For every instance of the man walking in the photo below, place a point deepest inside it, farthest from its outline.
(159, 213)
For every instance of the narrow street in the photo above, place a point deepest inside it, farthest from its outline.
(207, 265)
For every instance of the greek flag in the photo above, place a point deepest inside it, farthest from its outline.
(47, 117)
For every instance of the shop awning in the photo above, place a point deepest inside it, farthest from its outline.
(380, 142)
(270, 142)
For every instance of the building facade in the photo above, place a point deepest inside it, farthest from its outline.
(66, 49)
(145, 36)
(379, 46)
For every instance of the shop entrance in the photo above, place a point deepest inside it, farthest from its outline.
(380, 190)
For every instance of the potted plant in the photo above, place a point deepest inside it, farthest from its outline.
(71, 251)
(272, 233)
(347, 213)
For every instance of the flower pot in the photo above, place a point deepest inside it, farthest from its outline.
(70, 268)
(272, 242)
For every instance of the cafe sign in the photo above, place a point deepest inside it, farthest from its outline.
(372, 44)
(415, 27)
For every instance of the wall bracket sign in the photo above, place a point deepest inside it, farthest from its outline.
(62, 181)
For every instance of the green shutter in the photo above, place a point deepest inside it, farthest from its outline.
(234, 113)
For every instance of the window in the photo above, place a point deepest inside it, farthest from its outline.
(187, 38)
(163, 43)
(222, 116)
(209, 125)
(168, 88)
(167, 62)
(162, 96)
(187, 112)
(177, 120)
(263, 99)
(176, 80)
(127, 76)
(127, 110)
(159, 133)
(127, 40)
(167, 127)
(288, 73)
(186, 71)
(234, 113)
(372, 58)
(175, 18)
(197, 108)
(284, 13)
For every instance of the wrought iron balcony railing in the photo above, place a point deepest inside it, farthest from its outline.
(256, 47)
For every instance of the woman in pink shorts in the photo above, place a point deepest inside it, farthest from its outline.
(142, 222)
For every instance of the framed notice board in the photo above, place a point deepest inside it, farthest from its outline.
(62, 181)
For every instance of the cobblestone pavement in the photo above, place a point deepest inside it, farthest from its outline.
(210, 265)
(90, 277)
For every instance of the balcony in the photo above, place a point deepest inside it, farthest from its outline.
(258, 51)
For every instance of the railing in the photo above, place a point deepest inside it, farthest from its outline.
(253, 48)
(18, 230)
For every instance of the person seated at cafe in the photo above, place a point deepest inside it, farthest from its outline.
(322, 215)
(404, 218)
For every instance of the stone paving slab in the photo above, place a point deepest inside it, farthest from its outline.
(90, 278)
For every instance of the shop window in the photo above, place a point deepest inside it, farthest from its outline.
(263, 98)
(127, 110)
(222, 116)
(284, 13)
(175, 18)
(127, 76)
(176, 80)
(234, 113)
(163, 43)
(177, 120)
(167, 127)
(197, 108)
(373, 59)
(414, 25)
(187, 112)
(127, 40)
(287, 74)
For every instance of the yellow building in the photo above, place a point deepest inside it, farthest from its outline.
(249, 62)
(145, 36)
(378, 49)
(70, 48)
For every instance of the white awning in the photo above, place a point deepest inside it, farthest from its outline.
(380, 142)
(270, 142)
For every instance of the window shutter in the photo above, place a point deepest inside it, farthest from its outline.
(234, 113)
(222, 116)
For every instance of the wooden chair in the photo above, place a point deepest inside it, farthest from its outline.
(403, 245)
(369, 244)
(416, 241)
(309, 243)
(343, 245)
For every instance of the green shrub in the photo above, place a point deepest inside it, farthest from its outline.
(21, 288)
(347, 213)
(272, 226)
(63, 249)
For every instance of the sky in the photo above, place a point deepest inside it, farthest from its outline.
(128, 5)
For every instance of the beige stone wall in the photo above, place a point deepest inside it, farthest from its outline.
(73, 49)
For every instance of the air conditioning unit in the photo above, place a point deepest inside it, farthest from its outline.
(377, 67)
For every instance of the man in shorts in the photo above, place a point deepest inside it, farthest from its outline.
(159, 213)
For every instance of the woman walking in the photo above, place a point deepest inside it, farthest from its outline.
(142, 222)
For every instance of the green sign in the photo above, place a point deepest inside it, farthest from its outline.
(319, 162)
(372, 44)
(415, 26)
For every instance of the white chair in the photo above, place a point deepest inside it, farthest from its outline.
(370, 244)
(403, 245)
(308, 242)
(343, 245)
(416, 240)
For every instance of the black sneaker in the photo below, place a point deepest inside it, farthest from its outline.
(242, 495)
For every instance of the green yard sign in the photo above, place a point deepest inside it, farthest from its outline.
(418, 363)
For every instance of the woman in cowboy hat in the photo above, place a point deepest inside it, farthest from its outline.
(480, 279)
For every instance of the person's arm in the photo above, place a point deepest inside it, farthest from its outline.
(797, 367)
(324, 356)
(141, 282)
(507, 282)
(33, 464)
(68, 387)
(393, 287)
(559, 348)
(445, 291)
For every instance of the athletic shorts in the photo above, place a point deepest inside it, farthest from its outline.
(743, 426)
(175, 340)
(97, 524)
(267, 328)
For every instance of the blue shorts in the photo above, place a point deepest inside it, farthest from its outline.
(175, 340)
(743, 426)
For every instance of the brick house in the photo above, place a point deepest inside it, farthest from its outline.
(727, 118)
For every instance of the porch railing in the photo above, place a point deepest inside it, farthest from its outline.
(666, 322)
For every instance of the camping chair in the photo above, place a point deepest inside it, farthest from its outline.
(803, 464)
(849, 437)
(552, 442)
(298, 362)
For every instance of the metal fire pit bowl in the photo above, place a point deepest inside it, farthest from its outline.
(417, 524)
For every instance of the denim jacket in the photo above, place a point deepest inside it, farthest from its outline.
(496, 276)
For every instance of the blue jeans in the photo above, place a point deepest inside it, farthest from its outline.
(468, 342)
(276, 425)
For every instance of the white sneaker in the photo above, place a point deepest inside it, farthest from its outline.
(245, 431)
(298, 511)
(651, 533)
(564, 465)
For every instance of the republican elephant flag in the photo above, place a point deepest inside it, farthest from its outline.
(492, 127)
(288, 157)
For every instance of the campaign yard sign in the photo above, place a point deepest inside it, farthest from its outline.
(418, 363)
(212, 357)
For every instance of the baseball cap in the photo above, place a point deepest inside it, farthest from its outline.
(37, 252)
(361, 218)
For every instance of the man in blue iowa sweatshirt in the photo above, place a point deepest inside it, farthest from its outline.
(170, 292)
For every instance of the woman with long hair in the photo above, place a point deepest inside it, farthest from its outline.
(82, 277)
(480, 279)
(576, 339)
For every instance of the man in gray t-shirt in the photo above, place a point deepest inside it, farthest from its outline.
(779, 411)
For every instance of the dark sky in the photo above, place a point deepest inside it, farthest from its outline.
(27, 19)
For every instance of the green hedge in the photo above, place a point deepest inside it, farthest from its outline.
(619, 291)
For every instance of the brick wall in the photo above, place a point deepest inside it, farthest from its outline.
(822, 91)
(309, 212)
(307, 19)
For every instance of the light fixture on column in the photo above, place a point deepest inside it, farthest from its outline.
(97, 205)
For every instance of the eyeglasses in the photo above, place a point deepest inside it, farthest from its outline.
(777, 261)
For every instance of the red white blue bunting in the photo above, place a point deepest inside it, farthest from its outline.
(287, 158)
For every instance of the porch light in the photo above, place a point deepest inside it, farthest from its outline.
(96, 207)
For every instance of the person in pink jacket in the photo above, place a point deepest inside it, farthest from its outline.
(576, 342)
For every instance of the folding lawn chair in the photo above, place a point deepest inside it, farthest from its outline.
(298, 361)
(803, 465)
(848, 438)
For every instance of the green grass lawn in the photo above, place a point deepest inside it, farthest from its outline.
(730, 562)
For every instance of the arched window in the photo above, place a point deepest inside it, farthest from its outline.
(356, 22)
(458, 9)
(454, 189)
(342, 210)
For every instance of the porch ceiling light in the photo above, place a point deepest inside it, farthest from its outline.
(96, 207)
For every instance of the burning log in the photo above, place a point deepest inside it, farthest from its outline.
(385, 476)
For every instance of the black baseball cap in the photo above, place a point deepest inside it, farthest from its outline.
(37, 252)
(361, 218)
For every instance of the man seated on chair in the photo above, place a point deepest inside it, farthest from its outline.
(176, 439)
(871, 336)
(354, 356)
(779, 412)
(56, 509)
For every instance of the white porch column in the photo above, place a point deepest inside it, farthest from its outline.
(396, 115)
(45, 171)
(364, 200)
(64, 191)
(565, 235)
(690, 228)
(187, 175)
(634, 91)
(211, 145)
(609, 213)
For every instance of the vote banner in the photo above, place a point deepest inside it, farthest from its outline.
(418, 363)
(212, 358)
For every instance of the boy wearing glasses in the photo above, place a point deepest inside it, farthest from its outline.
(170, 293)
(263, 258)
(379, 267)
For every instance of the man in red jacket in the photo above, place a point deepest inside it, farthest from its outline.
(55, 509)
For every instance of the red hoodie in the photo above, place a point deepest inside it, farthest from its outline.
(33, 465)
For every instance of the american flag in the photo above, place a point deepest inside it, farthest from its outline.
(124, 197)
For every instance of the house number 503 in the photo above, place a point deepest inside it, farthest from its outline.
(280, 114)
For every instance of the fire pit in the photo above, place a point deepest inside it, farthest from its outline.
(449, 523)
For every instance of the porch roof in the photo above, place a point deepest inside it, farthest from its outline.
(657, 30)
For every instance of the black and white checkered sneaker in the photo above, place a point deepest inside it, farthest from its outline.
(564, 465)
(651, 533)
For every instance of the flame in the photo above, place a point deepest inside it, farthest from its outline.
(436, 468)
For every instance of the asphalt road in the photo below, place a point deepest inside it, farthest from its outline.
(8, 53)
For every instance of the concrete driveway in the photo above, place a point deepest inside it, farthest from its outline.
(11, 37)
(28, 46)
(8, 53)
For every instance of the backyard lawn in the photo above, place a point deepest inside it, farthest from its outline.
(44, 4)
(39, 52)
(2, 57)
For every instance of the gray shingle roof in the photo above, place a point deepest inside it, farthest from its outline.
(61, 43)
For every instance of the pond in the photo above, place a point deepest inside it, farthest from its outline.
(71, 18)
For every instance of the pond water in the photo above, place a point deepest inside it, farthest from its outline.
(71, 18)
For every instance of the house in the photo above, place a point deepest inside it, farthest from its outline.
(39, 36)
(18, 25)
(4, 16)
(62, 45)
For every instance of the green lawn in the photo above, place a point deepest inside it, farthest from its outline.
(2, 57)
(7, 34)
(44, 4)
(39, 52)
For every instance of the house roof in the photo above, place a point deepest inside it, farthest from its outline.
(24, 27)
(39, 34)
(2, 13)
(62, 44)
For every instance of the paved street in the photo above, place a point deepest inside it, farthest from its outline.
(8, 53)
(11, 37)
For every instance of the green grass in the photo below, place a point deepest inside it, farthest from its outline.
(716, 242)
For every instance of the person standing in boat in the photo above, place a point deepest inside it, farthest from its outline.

##############################

Exercise description ->
Restate word for word the lines from the one holding "For every instance of the backyard" to the end of the listing, both ends included, and nothing more.

Complete output ->
For every instance of the backyard lawn in the photo above, place a point deepest inside it, farthest from its outline.
(44, 4)
(39, 52)
(2, 57)
For every instance of the gray shingle roof in the photo above, place a point deepest inside it, farthest from its outline.
(61, 43)
For every instance of the pond in the photo above, place a point deepest inside it, farthest from its outline.
(71, 18)
For every instance of the pond water in the photo above, place a point deepest inside it, farthest from its outline.
(71, 18)
For every instance of the house in the photo above, place a point deepest inside it, farthest from its outline.
(39, 36)
(18, 25)
(4, 16)
(62, 45)
For every instance of the green lawn in the photo above, place a point deepest inside it, farthest from its outline.
(2, 57)
(7, 34)
(44, 4)
(39, 52)
For every instance of the house roof in the photo above, place a point deepest inside it, farthest from its outline.
(24, 27)
(39, 34)
(2, 13)
(62, 44)
For every instance of the paved street in the photo above, place a point deepest inside it, farthest from its outline.
(8, 53)
(11, 37)
For every instance of the green grass in the photo below, place a point deepest inside it, farthest from its outline.
(716, 242)
For every instance of the person standing in boat in the photo above, place a point deepest inside it, farthest from its outline.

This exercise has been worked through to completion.